The request:
Which lines of the entries below contain the word "white"? Return each of those lines in full, treating uppercase and lowercase as different.

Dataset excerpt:
* * *

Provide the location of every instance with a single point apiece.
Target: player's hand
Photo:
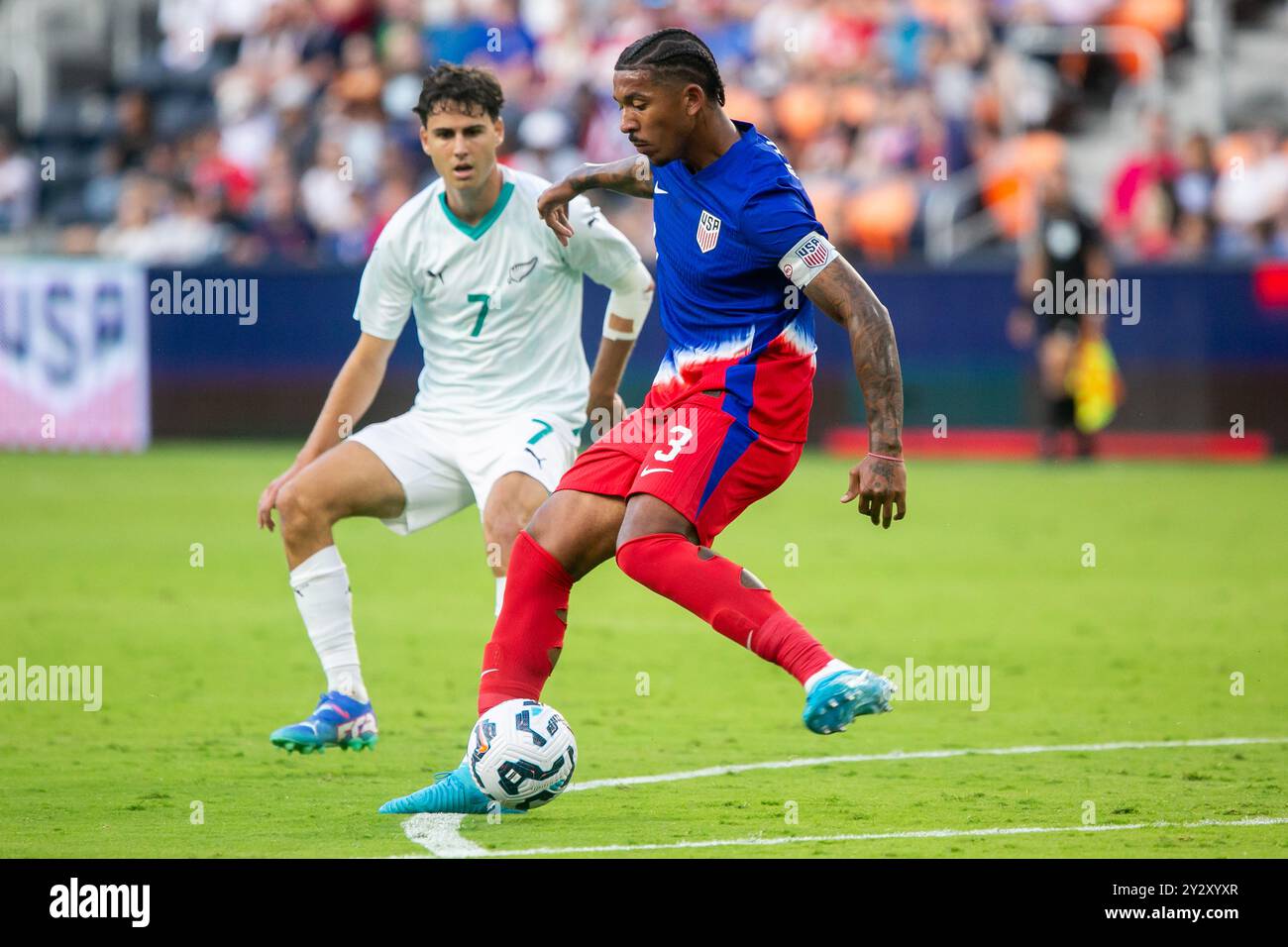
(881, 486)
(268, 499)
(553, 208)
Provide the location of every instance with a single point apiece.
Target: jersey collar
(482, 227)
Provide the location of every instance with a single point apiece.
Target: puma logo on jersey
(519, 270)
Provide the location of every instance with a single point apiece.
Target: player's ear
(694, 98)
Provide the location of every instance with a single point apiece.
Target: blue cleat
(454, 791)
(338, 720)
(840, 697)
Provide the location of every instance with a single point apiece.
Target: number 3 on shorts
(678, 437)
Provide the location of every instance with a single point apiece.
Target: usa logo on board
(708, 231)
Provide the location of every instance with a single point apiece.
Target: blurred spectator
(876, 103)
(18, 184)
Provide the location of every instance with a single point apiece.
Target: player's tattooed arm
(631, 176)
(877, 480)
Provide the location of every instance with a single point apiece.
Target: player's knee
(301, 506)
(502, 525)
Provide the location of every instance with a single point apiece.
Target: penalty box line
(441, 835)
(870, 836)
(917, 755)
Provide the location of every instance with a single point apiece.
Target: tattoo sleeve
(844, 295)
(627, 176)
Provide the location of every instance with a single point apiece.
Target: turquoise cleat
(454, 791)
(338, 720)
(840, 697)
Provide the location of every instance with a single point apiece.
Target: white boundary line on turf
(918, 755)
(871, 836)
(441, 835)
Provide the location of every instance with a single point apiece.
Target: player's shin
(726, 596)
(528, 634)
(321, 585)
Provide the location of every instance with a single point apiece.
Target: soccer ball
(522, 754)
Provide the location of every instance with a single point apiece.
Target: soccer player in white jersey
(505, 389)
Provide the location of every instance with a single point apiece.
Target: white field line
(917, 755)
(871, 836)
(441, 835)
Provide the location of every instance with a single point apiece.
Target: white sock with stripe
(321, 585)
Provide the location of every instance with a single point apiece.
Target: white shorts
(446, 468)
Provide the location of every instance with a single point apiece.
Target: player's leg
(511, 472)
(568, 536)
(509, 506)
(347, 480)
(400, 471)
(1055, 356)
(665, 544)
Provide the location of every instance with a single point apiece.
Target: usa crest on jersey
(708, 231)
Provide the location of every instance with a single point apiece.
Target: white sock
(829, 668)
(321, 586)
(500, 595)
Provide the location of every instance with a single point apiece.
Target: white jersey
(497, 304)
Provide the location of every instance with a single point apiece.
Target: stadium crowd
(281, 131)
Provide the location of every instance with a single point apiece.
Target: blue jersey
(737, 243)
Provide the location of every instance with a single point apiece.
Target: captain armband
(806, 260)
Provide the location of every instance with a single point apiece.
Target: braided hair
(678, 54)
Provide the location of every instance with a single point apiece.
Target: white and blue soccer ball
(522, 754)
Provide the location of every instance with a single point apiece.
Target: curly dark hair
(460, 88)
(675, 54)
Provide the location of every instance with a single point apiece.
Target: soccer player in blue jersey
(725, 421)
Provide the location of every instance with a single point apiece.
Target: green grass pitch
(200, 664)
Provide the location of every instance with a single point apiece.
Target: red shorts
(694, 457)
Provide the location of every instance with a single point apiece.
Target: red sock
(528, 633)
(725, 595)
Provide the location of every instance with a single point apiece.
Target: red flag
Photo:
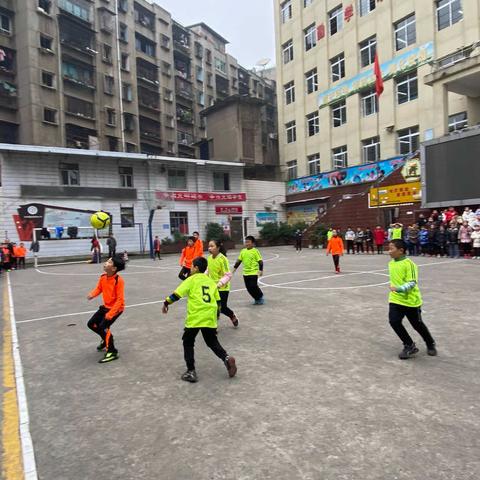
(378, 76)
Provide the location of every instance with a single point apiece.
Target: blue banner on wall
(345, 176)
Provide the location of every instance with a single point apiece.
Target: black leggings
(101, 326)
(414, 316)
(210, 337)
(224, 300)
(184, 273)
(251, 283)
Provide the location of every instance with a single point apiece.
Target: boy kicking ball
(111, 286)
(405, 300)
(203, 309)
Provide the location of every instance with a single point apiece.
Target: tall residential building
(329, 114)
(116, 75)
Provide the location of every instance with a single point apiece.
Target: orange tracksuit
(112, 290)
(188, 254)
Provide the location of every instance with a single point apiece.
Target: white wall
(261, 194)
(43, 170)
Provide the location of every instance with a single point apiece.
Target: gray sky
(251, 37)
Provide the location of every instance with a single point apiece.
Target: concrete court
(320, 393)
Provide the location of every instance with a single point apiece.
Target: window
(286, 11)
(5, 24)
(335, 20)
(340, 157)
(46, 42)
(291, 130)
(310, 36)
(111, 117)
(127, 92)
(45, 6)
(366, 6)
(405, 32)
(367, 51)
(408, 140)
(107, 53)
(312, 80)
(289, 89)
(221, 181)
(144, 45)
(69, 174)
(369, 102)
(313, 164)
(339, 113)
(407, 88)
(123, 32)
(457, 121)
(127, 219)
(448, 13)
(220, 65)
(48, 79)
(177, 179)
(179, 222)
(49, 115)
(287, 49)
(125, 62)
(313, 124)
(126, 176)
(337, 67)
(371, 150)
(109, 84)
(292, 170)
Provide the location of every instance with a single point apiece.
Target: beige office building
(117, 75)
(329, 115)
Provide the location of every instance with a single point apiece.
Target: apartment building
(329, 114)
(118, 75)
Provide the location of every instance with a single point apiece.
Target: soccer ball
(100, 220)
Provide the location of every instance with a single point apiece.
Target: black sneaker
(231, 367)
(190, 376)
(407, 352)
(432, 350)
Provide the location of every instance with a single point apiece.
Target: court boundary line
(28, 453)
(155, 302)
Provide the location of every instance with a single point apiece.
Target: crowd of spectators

* * *

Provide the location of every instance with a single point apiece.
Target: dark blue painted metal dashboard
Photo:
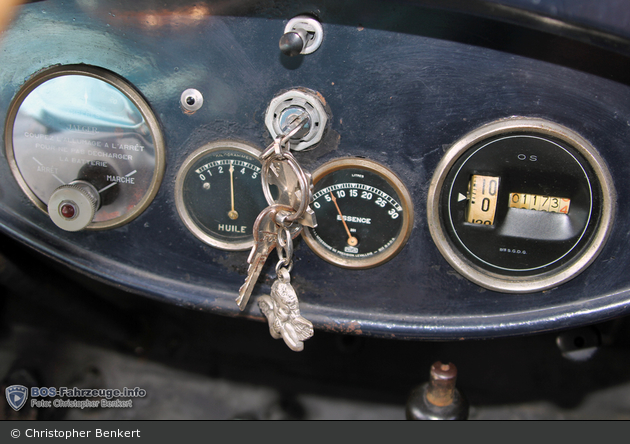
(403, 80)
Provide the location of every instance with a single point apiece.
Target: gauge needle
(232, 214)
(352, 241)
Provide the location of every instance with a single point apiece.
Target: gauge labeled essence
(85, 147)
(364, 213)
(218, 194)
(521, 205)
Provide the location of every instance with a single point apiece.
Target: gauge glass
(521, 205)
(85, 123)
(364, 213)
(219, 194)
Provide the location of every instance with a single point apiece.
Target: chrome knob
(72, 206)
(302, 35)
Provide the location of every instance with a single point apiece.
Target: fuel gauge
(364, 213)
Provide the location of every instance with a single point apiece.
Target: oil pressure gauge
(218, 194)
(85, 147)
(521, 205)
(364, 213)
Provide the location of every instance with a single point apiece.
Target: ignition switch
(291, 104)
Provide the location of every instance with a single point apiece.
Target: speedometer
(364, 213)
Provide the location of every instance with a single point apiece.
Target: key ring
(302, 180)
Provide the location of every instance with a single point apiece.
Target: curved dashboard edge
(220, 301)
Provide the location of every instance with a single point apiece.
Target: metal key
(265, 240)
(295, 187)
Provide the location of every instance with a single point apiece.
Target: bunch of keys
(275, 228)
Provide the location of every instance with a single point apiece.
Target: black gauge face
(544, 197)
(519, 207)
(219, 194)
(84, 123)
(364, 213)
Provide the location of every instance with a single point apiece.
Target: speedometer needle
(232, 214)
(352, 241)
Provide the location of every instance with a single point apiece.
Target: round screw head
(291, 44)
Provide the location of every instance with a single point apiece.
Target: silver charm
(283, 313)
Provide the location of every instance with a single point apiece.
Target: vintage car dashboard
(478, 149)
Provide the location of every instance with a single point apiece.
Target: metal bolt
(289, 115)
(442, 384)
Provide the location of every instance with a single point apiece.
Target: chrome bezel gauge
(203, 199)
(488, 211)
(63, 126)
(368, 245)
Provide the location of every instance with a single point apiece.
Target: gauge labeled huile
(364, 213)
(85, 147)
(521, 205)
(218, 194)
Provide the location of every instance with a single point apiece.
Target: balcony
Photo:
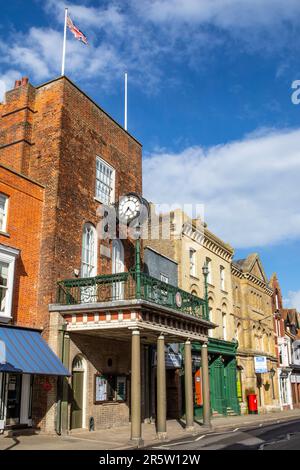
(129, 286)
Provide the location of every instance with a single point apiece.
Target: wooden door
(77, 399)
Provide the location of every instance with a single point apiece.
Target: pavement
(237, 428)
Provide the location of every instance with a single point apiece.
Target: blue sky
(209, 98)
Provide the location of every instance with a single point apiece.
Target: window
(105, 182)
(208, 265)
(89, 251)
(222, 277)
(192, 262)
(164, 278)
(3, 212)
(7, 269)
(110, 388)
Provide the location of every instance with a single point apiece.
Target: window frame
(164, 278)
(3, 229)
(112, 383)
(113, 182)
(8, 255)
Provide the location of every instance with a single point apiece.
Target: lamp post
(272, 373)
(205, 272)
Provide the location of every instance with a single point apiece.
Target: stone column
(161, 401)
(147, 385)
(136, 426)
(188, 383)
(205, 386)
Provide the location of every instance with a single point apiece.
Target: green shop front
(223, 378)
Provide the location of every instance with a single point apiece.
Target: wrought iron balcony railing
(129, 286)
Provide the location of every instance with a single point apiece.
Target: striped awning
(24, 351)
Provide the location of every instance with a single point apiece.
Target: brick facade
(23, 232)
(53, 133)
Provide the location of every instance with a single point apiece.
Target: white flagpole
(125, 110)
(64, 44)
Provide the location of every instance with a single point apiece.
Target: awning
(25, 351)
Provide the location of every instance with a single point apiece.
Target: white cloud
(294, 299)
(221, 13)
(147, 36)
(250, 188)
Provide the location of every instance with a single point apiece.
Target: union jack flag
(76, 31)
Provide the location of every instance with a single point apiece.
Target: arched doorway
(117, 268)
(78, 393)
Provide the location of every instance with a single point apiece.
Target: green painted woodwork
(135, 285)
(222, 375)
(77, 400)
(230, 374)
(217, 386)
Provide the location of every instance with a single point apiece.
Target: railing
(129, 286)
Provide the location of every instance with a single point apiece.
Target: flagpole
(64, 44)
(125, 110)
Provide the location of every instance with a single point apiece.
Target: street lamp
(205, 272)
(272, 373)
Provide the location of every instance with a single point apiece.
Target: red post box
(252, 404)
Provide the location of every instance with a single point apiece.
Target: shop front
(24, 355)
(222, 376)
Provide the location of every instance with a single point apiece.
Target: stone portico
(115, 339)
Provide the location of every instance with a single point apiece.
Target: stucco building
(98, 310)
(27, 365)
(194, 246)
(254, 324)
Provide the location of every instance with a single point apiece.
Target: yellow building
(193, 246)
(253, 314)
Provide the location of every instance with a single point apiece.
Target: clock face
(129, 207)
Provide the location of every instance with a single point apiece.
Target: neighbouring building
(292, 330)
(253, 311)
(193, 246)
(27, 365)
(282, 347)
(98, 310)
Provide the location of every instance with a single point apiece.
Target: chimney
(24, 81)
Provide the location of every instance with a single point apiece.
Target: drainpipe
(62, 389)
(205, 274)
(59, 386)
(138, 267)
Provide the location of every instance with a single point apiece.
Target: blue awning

* * *

Task output:
Target: white boundary line on turf
Target: soccer player in white jersey
Target: white field line
Target: white sock with stripe
Target: white shorts
Target: white sock
Target: white jersey
Target: white and blue soccer ball
Target: white wall
Target: white flagpole
Target: white cloud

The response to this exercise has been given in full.